■ RECORD EXCERPTS:

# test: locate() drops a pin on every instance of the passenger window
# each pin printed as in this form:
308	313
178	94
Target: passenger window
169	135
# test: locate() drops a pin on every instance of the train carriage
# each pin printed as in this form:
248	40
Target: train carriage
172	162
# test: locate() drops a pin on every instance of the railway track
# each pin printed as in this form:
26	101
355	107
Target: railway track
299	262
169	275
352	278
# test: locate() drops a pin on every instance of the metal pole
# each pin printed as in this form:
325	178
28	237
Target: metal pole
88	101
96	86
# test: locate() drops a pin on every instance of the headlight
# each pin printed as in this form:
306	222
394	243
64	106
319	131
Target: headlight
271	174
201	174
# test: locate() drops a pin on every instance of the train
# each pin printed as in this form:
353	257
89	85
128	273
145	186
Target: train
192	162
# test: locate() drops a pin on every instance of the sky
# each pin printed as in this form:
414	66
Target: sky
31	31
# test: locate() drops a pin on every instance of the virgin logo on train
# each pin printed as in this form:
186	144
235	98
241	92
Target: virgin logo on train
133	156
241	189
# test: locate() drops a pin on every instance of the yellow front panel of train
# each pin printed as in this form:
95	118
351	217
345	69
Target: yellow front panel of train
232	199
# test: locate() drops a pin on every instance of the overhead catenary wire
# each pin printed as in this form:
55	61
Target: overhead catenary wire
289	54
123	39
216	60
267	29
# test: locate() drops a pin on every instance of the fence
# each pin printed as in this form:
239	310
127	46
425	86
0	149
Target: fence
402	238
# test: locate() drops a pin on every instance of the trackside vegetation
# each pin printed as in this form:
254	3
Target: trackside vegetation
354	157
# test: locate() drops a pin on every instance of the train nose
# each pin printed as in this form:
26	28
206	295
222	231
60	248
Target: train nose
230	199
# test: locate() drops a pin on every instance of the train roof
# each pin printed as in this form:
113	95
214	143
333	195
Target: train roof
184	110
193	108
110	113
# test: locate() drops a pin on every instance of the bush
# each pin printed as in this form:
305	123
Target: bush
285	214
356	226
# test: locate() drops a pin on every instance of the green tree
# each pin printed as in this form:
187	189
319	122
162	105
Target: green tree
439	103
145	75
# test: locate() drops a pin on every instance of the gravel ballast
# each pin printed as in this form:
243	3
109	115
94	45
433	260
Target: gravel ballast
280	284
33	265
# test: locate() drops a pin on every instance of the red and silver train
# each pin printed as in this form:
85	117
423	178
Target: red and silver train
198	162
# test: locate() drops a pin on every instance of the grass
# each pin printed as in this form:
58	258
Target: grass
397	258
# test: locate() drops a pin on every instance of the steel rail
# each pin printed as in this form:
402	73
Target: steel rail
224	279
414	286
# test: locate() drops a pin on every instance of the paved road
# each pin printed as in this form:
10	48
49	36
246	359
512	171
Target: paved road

■ BRIEF: Quote, with nothing altered, all lines from the start of the entries to the line that carries "the virgin logo on train", inclusive.

■ WRITTEN RESPONSE:
# test: locate() drops a pin on every instance of the passenger window
# each pin printed as in this form:
308	313
178	94
Target: passenger window
169	135
# test: locate() drops a pin on every instance of the train carriage
# each pin printed as in this form:
248	40
Target: train carriage
172	162
# test: locate() drops a pin on every instance of the railway track
# each pin printed as in this form:
26	101
355	107
Target: railway track
299	262
169	275
352	278
# test: locate() drops a pin on every instance of the metal pole
# each pin printed as in this form:
325	178
28	237
Target: metal pole
88	101
96	86
# test: locate() drops a pin on every instance of the headlight
# each pin printed as in this form:
306	222
394	243
64	106
319	131
Target: headlight
271	174
201	174
# test: locate() drops a pin on every instance of the train
# each pin printed as in this form:
353	257
89	85
128	273
145	186
Target: train
192	162
# test: locate() drops a pin on every instance of the sky
# each pin printed as in this form:
414	66
Target: sky
31	31
# test: locate() drops a pin on every instance of the virgin logo on train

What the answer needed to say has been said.